◆ **TASK DESCRIPTION**: In the obituary below, what townland was Mary McPartlan reared in?
BEGIN SELECTED TEXT
Mary McPartlan obituary: ‘One of the greatest traditional singers of her generation’
Trade union activist, Simon director, Fulbright scholar, and TV and theatre producer
Mary McPartlan: her boundless energy led her to play a memorable part in the Druid’s production of The Midnight Court.
Mary McPartlan: she made the songs she sang her own while delicately revealing the universal truths in each.
Born: January 8th, 1955
Died: April 6th*, 2020
Mary McPartlan was a singer who mined the seam of every song she sang to its deepest core. She was a woman of many parts. A trade union activist and a director of the Galway Simon community, she championed the rights of those marginalised at home and away. An arts administrator, a television and theatre producer, a Fulbright scholar, Mary McP (as she was widely known) possessed powers of persuasion that would have been the envy of the wiliest diplomat.
Mary was the eldest of six children, reared in the townland of Comalth, outside of Drumkeeran. Her mother, Betty Ward, was from Plumbridge in Co Tyrone, her father was known as Tom Patsy, to distinguish him from the many other McPartlans in Leitrim. Growing up, Mary was often in loco parentis, playing a big, generous part in the rearing of her three younger brothers, Pakie, Séamus and Martin, and her two younger sisters, Gertie and Pauline. The depth of her heartache at Pakie’s untimely passing in 2015 was a measure of her lifelong allegiance to kith and kin, and to the riches she recognised that came from growing up in rural Leitrim.
END SELECTED TEXT
BEGIN DATASET SECTION
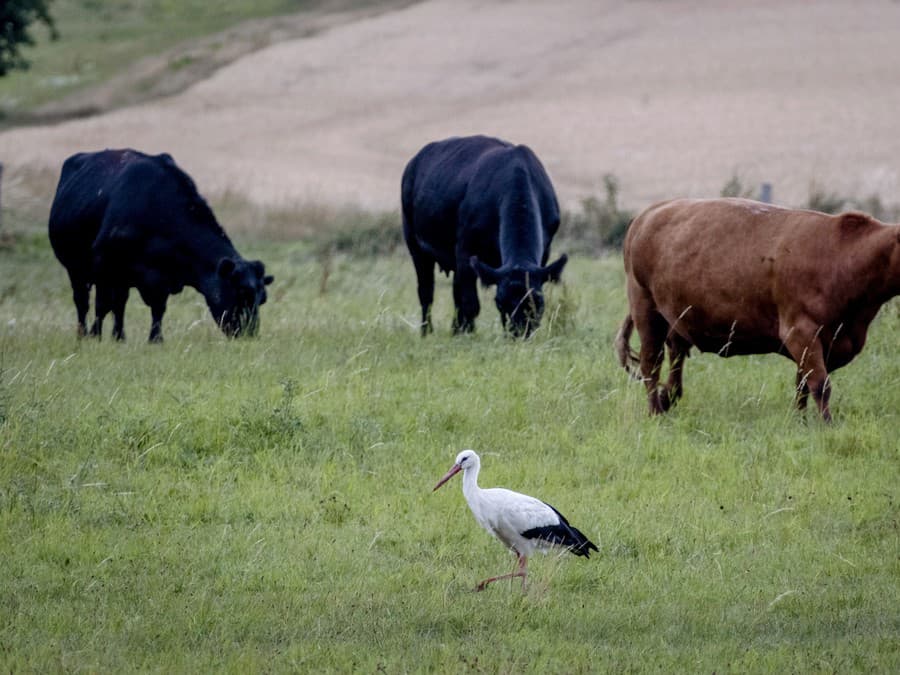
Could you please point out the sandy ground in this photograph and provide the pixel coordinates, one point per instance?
(671, 96)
END DATASET SECTION
◆ **RESPONSE TO THIS EXERCISE**: Comalth, outside of Drumkeeran